> _Document segment_
::::::
Save by claiming child care expenses.

Kids are expensive, especially when it comes to paying for daycare and camps. Fortunately, you can claim some expenses to offset those costs. You’re allowed to claim up to $8,000 per eligible child under the age of seven and $5,000 per eligible child if they’re between seven and 16. Expenses include nursery schools, daycare centres, individual child care providers, day camps and overnight camps. The deduction is usually claimed by the lower-income earning parent to allow for work, continuing their education or other similar pursuits.

Tax credit for interest paid on student loans.

When it comes to paying off student loan costs, every little bit helps. The loan principal isn’t tax deductible, but fortunately the interest on it may be. Whether the interest is deductible will depend on the kind of loan you’ve received: it must fall under the Canada Students Loan Act, the Canada Student Financial Assistance Act, the Apprentice Loan Act or similar provincial laws. If you can deduct, you’re allowed to claim any interest paid on the loan within the preceding five years. Consider putting any tax savings back on the loan to get the bill down faster.

Make a move on your moving expense.
::::::
> _Provided material_

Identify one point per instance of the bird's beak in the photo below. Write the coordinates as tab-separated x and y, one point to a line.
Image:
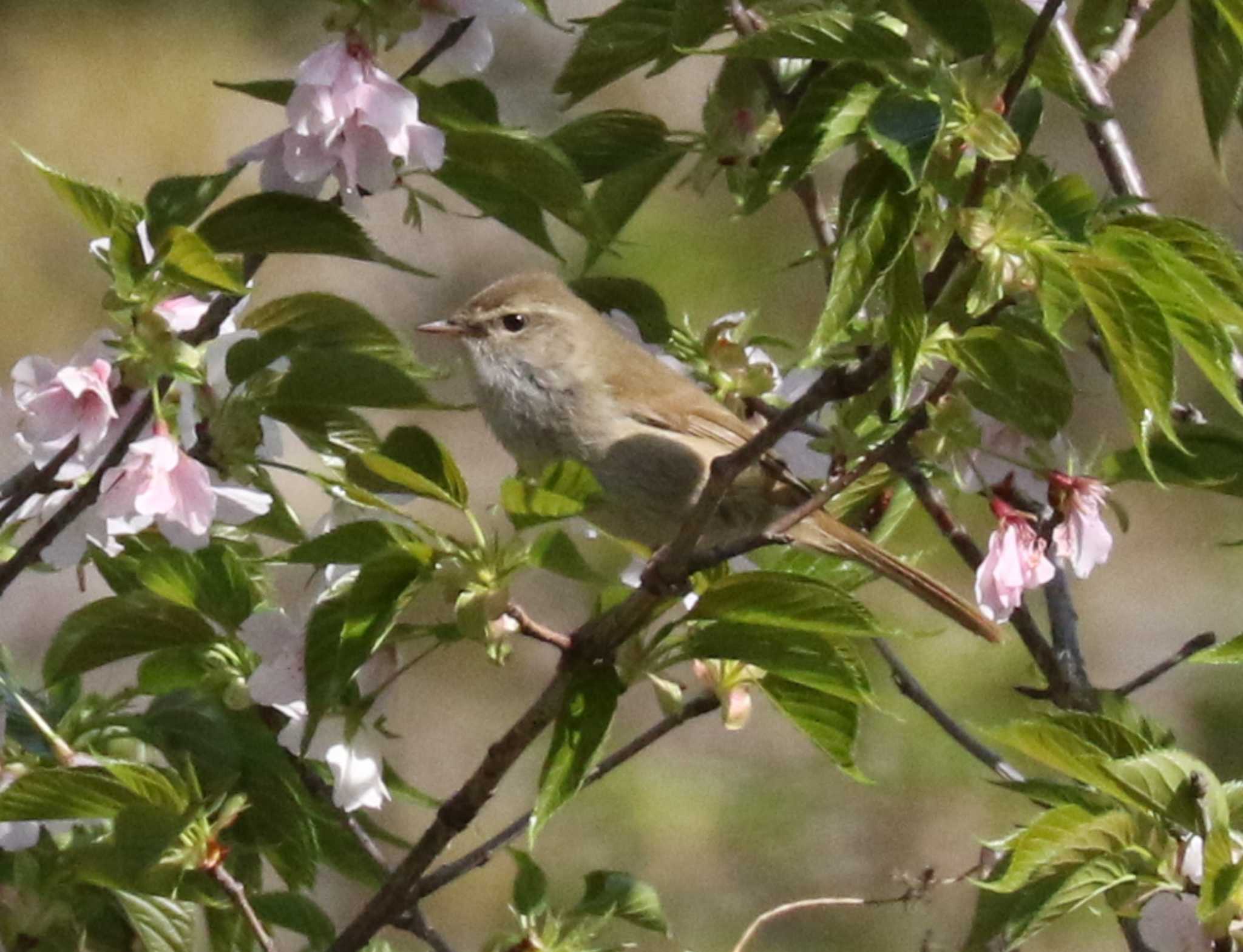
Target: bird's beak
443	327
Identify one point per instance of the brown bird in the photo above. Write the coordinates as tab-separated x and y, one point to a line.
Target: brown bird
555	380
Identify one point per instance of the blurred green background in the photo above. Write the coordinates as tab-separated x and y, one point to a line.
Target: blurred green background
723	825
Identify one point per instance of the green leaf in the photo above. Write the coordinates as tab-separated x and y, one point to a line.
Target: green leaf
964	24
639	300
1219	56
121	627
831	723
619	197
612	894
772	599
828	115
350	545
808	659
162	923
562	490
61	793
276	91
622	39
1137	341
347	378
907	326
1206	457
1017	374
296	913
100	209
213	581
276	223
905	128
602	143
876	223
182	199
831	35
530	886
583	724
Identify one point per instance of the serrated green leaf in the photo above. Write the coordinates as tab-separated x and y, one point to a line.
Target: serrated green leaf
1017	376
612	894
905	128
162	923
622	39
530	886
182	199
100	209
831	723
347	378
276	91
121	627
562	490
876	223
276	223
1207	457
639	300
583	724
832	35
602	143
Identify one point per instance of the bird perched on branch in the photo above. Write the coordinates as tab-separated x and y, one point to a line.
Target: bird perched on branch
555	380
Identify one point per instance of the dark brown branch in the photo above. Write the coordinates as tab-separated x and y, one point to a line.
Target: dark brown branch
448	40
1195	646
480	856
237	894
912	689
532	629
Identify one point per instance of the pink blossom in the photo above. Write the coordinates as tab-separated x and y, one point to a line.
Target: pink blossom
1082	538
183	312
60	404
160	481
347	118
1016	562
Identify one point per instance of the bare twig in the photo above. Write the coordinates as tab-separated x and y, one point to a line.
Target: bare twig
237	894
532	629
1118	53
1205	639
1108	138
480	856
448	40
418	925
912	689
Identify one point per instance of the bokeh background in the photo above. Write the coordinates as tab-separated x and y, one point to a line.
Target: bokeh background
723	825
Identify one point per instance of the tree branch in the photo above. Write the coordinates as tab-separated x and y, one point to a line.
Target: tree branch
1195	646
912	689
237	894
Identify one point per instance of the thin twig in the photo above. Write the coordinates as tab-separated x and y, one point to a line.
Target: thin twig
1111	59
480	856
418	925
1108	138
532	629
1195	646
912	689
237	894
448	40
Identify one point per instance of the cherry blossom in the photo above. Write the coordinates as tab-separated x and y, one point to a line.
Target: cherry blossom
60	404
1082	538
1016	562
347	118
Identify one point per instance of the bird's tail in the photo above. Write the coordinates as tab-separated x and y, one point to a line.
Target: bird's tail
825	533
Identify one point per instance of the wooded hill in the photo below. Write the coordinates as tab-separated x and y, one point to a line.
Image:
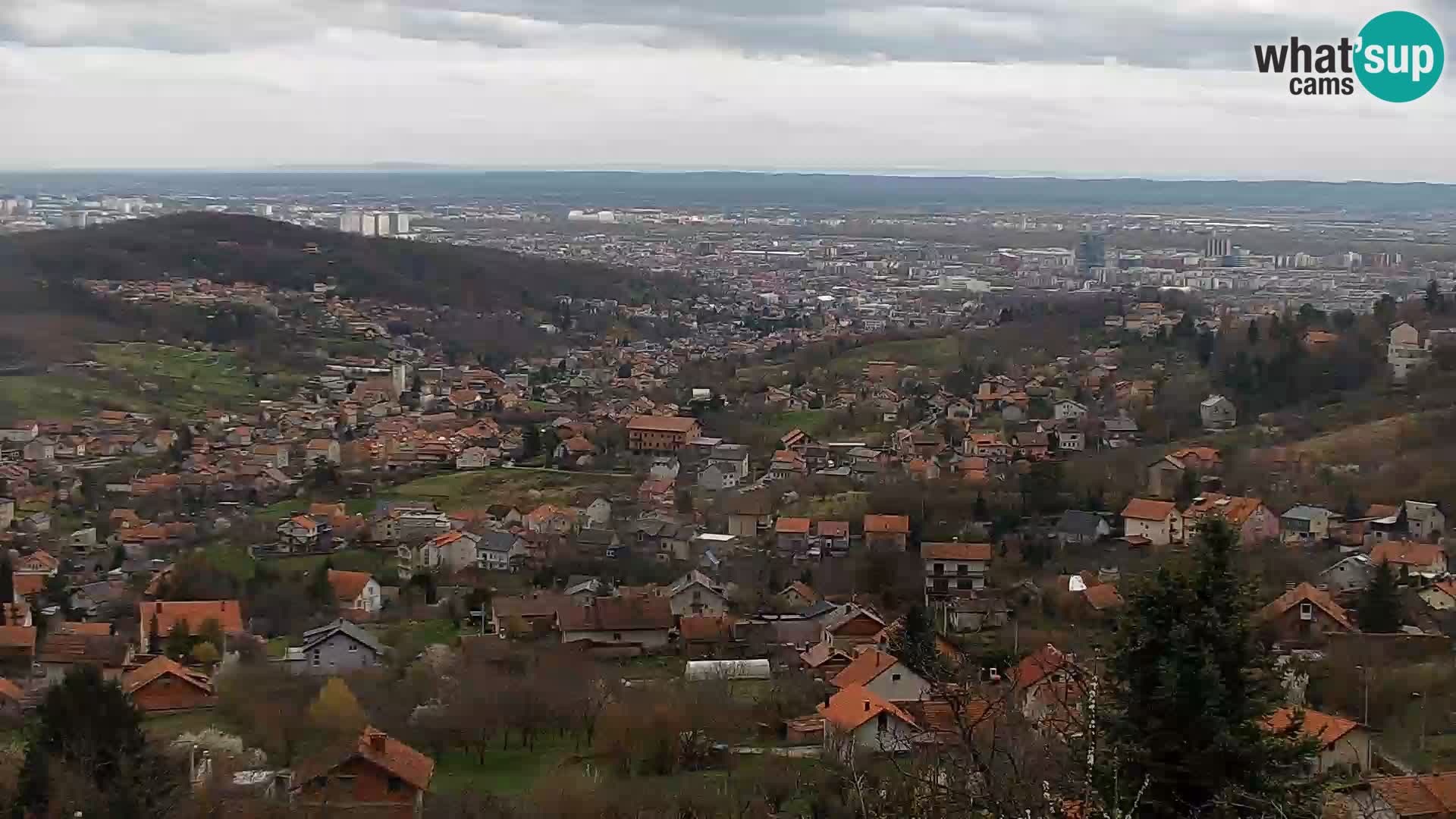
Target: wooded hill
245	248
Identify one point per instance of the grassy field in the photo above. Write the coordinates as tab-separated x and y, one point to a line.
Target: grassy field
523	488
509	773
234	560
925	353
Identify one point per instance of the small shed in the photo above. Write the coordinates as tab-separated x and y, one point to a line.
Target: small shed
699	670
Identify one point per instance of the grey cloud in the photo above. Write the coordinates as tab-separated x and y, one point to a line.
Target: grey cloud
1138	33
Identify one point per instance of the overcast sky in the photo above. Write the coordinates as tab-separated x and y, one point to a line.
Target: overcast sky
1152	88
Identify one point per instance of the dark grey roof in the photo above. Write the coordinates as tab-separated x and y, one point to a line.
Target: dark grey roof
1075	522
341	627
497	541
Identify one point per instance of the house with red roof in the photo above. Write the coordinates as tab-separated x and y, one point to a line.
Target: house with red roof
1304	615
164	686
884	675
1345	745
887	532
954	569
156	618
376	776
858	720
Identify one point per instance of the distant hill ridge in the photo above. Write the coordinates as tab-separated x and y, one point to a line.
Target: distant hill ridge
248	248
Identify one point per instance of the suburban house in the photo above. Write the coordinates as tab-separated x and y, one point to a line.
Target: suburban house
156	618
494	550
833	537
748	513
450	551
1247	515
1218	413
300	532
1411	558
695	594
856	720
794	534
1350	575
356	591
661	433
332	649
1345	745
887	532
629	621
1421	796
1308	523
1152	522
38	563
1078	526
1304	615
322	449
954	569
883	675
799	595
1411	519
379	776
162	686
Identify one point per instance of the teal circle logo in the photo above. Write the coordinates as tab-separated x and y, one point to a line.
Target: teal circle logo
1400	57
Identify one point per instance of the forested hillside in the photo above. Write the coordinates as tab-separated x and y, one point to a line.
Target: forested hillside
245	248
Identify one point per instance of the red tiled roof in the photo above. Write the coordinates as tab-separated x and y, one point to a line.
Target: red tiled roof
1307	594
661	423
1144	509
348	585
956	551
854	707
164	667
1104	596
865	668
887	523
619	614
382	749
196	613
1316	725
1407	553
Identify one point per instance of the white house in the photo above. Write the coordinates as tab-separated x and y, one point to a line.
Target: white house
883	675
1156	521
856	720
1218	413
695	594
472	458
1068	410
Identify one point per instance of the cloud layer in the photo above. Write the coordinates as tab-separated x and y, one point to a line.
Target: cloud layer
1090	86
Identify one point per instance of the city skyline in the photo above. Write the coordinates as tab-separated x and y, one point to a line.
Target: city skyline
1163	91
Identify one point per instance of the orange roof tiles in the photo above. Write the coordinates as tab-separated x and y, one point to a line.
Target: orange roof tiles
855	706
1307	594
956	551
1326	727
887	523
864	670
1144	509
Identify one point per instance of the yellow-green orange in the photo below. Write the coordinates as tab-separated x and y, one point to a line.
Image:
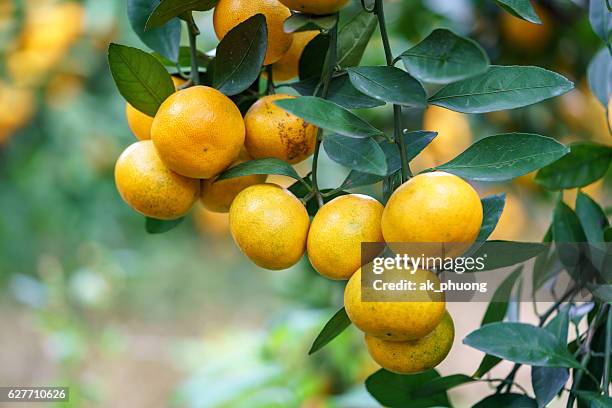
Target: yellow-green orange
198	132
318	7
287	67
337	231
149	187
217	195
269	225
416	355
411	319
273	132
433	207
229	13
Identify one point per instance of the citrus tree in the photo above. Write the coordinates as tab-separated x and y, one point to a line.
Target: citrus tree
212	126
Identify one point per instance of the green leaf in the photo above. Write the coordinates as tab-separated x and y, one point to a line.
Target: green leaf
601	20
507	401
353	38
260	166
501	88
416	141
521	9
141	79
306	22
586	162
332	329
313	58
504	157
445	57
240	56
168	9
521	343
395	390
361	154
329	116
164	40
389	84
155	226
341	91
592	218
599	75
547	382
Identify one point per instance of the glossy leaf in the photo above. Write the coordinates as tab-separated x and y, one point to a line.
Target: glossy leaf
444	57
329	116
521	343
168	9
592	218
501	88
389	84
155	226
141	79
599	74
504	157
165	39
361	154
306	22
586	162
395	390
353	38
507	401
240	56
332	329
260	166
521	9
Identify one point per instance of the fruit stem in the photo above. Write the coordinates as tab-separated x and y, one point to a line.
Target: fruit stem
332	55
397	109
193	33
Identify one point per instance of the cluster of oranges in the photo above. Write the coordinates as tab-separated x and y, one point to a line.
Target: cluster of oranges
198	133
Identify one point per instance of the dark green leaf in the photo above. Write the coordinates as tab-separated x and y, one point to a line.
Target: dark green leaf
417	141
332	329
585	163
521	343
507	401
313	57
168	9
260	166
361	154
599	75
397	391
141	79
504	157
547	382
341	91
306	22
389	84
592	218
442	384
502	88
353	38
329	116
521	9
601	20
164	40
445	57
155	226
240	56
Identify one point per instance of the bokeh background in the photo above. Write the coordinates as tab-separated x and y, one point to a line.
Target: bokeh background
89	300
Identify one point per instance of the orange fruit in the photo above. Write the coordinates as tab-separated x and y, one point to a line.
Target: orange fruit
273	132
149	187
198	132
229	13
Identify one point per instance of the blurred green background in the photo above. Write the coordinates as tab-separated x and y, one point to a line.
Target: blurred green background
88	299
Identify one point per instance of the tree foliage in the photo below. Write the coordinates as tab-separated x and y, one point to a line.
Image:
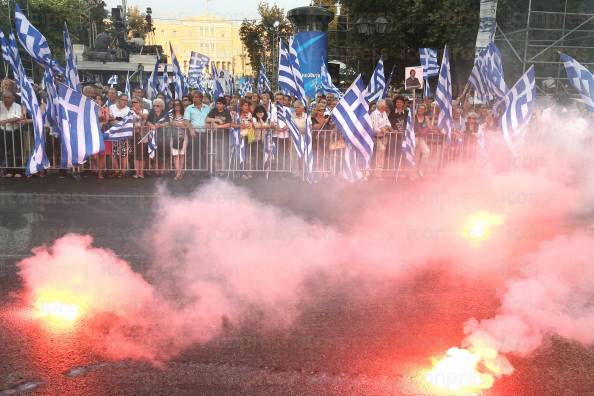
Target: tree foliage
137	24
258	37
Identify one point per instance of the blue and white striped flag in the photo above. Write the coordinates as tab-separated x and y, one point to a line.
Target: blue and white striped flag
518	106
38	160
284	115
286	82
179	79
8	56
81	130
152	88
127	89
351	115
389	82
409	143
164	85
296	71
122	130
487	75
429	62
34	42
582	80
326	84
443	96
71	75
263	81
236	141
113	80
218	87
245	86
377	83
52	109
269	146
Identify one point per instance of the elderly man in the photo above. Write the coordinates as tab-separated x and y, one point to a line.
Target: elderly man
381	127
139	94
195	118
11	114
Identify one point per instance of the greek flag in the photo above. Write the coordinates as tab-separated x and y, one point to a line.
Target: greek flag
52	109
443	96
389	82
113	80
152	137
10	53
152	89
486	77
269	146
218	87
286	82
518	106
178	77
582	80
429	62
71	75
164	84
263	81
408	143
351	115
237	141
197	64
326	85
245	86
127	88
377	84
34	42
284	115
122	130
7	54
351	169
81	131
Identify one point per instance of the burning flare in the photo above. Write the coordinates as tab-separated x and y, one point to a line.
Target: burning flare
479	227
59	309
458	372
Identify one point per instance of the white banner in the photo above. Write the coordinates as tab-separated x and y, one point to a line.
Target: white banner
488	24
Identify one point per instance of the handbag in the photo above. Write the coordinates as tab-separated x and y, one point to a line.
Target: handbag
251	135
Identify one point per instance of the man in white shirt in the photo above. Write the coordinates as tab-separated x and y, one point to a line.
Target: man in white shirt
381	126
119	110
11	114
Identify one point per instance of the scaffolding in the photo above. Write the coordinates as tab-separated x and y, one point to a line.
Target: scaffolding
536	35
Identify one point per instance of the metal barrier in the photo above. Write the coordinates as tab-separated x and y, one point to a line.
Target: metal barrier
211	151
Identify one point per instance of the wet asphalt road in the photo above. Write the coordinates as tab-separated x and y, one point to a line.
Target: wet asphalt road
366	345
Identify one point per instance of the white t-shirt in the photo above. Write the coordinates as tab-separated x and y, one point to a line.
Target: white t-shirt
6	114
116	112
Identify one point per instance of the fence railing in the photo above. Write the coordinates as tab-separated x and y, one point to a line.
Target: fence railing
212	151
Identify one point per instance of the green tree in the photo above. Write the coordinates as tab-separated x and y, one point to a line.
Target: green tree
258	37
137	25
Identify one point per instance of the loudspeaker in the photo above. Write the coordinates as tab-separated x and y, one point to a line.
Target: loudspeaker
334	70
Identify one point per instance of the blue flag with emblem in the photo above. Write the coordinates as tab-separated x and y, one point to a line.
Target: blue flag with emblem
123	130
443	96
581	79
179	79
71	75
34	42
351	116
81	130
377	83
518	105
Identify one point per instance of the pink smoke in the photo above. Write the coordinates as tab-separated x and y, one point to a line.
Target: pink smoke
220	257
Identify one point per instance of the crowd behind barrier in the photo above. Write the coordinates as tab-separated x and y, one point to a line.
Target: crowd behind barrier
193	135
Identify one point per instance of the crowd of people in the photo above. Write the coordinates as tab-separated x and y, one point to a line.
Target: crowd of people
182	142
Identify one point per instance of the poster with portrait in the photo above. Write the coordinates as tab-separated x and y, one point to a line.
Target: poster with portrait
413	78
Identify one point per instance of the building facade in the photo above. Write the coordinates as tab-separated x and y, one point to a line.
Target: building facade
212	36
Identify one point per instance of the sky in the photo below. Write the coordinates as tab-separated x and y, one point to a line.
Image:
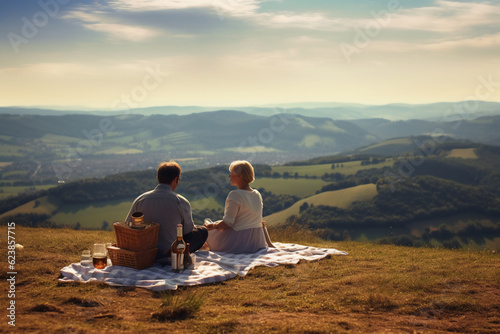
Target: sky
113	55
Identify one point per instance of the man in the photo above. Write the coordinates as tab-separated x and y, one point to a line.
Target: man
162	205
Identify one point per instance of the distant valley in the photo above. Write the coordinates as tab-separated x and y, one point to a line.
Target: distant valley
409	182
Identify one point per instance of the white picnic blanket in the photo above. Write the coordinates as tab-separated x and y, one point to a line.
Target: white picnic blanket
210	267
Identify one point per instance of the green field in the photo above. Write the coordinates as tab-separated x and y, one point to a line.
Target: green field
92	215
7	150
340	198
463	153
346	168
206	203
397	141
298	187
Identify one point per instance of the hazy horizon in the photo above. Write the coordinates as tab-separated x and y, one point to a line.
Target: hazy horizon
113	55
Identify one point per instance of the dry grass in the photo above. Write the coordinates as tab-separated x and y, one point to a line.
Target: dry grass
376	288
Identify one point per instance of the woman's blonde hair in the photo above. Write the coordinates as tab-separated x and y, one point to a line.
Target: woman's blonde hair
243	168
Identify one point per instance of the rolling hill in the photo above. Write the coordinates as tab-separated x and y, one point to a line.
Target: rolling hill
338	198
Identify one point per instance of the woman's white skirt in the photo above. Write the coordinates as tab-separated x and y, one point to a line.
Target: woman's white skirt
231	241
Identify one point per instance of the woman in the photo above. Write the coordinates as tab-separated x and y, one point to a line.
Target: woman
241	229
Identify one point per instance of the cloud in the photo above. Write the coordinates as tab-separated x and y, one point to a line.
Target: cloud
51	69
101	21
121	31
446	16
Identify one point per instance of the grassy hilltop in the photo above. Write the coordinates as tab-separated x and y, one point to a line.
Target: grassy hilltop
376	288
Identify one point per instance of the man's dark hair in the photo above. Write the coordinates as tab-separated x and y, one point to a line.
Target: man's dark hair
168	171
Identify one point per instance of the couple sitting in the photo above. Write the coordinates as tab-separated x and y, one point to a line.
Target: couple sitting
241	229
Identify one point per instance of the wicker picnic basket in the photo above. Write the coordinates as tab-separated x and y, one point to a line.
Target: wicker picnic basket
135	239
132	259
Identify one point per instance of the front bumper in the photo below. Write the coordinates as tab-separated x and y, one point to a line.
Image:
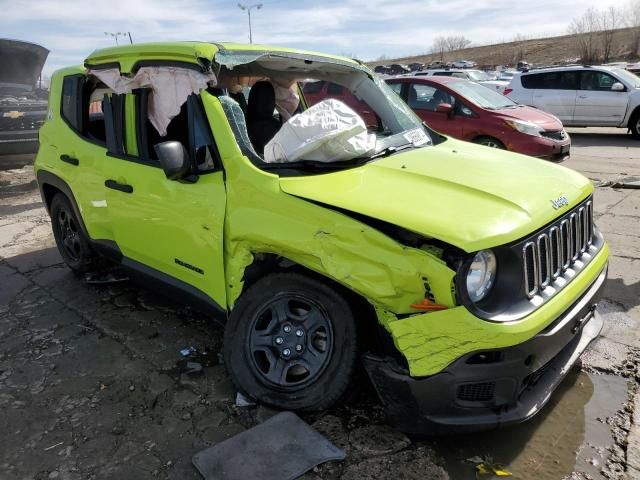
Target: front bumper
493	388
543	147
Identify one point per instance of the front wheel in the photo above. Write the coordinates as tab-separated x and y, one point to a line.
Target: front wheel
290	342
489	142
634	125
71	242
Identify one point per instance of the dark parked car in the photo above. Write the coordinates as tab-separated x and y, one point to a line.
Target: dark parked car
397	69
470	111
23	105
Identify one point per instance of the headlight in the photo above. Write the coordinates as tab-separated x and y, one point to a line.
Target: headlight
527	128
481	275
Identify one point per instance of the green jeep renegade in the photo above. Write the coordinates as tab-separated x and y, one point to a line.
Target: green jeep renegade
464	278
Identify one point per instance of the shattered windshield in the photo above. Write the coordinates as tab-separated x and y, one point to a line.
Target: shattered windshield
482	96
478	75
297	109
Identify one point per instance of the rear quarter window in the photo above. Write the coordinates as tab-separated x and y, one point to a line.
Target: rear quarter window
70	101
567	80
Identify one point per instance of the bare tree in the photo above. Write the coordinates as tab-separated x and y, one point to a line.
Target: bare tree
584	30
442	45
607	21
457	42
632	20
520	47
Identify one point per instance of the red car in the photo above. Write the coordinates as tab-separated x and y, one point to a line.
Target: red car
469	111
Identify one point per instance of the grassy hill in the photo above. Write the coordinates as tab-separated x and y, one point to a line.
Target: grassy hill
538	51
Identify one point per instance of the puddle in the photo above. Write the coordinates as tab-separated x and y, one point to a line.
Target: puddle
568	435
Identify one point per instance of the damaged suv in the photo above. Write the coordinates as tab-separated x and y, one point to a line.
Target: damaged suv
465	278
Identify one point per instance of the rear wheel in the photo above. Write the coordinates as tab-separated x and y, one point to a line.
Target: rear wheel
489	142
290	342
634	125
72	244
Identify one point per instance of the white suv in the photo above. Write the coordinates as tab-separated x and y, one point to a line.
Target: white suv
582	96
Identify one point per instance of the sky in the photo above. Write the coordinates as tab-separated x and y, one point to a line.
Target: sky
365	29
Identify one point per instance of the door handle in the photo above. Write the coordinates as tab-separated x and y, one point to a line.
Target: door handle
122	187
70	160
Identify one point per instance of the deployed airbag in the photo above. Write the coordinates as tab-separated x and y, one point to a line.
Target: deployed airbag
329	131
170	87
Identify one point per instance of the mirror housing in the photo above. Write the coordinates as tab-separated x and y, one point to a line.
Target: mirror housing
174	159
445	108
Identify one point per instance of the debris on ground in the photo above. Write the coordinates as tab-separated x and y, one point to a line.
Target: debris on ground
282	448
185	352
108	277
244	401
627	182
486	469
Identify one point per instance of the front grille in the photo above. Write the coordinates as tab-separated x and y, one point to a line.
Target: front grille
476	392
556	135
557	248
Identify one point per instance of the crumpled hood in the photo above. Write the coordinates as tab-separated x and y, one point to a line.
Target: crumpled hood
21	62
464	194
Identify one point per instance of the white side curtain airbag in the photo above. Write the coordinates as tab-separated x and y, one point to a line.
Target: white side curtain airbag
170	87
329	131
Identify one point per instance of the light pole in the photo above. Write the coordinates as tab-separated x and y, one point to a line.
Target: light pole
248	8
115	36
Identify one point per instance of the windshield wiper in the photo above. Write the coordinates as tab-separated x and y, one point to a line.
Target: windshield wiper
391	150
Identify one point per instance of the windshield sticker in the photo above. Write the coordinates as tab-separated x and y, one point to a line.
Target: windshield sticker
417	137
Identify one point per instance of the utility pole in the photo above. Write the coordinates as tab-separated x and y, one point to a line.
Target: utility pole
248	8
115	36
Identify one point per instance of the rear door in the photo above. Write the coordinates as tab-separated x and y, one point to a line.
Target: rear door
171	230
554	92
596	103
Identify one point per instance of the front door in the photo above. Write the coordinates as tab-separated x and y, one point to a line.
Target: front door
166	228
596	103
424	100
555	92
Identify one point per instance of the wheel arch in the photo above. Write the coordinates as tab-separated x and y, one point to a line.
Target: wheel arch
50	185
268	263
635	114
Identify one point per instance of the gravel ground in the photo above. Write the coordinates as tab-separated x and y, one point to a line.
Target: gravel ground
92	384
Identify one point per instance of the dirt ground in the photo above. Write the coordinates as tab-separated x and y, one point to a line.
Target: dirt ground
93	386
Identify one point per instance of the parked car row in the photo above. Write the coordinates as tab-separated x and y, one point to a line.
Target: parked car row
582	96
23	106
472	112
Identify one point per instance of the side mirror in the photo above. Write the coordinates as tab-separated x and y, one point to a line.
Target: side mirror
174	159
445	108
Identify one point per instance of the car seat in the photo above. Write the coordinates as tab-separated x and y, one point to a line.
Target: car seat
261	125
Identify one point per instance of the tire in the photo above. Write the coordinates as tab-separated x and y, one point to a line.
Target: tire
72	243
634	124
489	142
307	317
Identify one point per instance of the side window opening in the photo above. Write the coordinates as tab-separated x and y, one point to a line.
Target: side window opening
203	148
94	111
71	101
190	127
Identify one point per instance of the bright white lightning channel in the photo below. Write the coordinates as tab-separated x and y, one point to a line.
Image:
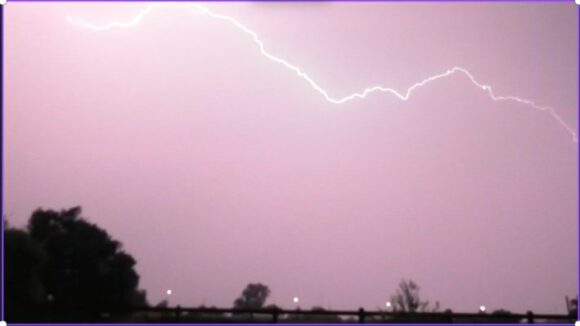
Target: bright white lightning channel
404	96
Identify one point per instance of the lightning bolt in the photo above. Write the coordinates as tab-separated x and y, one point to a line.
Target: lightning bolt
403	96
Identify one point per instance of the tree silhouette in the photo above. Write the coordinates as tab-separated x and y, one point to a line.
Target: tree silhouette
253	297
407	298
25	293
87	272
::::::
> _Apply what you read_
1: In the tax-savings text, why does it recommend putting any tax savings back on a student loan? Answer in one to three sentences.
2: Carry the tax-savings text forward from its last heading, "Make a move on your moving expense."
The listing comes from a different source than the tax-savings text.

> _Task-by-task outputs_
1: It recommends this so the loan bill gets paid down faster. The text notes that every little bit helps when paying off student loan costs.

2:
Moving to a new job in a new city is stressful enough, but the hefty moving expenses can make the change that much more overwhelming. On the positive side, there is some relief: salaried workers, the self-employed and students can deduct any travel expenses incurred when moving at least 40 kilometres closer to a new work location or post-secondary school on a full-time basis. You can claim meals, vehicle expenses and hotel fees for up to 15 days, as well as the cost of cancelling your lease, or costs such as legal fees and real estate commissions related to selling your old home and buying a new one.

Submit adoption expenses.

There are all kinds of ways to start a family, and all types of deductions to help. If you’ve adopted a child, you can claim a refundable tax credit for your adoption expenses. The maximum claimable amount for each child can be split in any way with your spouse or common-law partner, provided the total is not more than the maximum claimable amount for the year. Claimable expenses include adoption fees paid to an agency, court costs, travel and living expenses related to the adoption, and document translation fees, among others.

Take advantage of the Canada Training Credit (CTC).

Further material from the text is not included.